Requirement 1: Write out the coin hoard article from "The 651 coins" down to "western Kütahya province.", substituting "clay jug" for "coin jug".
Requirement 2: List every line in the records that contains the string "message". Case counts.

Excerpted passage:

Stash of more than 600 Roman-era silver coins discovered in Turkey
The coins are about 2,100 years old.
Archaeologists in Turkey have unearthed a hoard of Roman-era silver coins in a jug buried near a stream.
The 651 coins are about 2,100 years old, but despite their age, the text and imagery engraved on them is still legible, said Elif Özer, an archaeologist at Pamukkale University in Turkey who helped excavate the coin jug in Aizanoi, an ancient Greek city in Turkey's western Kütahya province.
"It was an extremely exciting discovery," Özer told Live Science in an email. It's likely that "a high-ranking soldier came to Aizanoi ... and he must have buried these coins here for a reason we do not know yet."
Related: Photos: Roman-era silver jewelry and coins discovered in Scotland
Archaeologists found the jug buried on the banks of a stream in Aizanoi in September 2019. After examining the cash hoard, they identified 439 pieces as denarii, or ancient Roman coins minted on silver, and 212 as cistophori, silver coins from Pergamum, an ancient Greek city located in modern-day northwestern Turkey.

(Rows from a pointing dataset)
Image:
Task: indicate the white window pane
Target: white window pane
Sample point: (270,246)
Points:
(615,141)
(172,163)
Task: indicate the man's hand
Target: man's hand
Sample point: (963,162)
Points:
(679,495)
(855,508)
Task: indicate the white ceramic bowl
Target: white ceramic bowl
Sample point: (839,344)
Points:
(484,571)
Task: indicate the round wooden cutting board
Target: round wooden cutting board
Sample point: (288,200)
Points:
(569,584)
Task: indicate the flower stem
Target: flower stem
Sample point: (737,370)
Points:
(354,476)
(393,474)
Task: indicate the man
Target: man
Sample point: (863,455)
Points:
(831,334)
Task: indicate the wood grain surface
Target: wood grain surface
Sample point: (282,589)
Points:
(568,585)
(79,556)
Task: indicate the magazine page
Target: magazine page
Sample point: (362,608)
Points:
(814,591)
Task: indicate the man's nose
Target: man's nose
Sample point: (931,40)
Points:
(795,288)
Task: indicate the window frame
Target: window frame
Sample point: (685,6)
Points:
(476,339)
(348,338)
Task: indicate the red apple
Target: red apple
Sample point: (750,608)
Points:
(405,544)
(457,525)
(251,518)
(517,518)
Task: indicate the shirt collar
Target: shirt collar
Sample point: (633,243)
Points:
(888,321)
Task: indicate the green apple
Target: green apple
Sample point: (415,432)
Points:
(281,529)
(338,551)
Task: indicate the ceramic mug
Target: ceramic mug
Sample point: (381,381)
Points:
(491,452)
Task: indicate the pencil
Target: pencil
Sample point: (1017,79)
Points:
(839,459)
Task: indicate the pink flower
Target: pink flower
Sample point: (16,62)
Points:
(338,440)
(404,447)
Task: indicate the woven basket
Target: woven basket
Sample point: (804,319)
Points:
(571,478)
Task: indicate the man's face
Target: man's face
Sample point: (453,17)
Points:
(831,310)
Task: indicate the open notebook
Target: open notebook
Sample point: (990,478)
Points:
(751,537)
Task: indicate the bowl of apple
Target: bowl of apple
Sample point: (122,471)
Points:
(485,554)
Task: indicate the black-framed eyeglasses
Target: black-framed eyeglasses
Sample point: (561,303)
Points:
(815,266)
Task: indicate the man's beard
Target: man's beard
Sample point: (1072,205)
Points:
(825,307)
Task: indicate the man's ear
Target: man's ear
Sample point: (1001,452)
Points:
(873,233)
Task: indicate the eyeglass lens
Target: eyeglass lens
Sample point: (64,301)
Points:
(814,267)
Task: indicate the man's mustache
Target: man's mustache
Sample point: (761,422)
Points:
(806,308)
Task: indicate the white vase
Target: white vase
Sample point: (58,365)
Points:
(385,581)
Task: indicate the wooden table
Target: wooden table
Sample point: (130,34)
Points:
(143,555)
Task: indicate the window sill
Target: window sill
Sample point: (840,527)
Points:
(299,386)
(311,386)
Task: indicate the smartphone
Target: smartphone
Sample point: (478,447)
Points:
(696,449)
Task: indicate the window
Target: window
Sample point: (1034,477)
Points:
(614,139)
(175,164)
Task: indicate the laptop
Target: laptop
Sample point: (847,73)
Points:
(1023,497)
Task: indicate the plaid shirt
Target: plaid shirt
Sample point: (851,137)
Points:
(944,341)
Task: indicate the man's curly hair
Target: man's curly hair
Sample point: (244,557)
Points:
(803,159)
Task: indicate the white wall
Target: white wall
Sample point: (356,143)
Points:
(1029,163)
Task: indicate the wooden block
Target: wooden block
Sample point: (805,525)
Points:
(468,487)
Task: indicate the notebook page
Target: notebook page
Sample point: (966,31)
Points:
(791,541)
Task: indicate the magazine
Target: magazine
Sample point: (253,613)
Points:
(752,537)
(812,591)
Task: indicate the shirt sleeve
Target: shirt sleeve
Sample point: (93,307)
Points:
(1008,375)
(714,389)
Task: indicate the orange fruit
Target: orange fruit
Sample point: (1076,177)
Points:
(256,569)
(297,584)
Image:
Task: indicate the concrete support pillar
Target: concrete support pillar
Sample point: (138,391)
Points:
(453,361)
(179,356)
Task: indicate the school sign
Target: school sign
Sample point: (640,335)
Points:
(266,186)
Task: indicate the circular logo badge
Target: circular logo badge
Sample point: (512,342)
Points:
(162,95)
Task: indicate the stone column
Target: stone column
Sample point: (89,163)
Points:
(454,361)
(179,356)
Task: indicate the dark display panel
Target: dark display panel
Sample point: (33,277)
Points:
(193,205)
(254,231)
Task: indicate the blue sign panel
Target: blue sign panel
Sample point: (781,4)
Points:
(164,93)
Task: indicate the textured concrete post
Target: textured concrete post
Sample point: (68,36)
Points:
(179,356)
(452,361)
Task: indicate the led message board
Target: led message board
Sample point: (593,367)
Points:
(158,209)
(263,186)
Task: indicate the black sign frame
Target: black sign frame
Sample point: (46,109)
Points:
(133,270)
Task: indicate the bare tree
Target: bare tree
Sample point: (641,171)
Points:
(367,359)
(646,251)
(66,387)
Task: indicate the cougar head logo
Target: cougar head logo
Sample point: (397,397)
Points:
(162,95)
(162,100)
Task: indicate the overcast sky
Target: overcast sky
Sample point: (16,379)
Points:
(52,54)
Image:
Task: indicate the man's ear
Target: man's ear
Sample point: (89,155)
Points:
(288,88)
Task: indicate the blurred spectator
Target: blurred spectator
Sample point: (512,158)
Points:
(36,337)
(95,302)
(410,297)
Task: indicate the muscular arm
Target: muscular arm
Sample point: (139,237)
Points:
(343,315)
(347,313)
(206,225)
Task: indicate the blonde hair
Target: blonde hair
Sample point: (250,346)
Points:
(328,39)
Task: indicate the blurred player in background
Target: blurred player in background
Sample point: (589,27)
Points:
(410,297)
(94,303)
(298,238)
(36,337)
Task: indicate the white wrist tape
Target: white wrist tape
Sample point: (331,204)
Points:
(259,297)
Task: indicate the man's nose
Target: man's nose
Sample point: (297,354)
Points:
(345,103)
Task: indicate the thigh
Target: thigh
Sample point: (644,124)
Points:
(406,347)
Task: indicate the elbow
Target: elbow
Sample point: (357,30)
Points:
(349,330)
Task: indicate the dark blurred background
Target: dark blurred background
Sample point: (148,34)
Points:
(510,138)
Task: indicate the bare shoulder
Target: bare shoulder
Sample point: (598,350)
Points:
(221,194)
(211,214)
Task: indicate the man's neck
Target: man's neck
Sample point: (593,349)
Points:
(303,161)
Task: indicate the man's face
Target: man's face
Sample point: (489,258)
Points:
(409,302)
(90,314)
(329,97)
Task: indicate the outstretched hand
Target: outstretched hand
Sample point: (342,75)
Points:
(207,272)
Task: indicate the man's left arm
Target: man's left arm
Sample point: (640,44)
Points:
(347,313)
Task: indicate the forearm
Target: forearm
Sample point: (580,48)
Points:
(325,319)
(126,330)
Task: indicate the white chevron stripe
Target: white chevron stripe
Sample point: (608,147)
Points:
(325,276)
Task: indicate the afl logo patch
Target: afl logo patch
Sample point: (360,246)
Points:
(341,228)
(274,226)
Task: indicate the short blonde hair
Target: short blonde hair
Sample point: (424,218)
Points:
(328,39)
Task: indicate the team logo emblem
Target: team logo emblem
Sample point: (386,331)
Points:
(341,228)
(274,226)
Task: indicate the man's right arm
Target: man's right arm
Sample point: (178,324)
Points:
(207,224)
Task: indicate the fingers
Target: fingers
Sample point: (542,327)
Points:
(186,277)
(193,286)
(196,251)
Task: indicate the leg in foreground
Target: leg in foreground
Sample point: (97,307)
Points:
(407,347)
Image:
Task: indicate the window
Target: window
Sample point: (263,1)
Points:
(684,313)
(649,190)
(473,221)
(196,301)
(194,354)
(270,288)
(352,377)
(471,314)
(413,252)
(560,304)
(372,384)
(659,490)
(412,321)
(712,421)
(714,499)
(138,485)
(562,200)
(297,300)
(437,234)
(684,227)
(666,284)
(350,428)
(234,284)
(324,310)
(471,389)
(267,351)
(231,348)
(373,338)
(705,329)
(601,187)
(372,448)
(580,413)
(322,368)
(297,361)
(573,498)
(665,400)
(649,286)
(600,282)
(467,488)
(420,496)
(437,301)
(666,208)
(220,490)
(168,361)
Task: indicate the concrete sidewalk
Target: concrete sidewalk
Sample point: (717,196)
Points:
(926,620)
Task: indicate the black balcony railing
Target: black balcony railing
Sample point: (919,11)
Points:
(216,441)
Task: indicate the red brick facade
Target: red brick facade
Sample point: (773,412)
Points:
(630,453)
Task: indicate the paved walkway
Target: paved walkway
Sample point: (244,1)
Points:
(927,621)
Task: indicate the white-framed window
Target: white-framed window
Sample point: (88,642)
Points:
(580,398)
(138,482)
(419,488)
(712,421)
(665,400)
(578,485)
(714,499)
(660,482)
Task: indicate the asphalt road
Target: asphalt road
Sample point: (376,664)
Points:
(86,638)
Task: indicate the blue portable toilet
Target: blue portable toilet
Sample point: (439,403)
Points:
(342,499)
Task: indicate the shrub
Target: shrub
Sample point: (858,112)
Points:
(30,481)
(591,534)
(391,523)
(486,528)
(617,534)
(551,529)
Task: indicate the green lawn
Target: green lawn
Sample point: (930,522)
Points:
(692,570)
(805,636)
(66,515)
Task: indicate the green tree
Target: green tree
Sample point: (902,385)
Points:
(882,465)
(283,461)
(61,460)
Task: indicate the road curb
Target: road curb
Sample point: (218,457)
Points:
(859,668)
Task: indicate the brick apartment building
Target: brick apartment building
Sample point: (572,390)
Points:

Task solution 1:
The 651 coins are about 2,100 years old, but despite their age, the text and imagery engraved on them is still legible, said Elif Özer, an archaeologist at Pamukkale University in Turkey who helped excavate the clay jug in Aizanoi, an ancient Greek city in Turkey's western Kütahya province.

Task solution 2:
Task: indicate the led message board
Target: led message board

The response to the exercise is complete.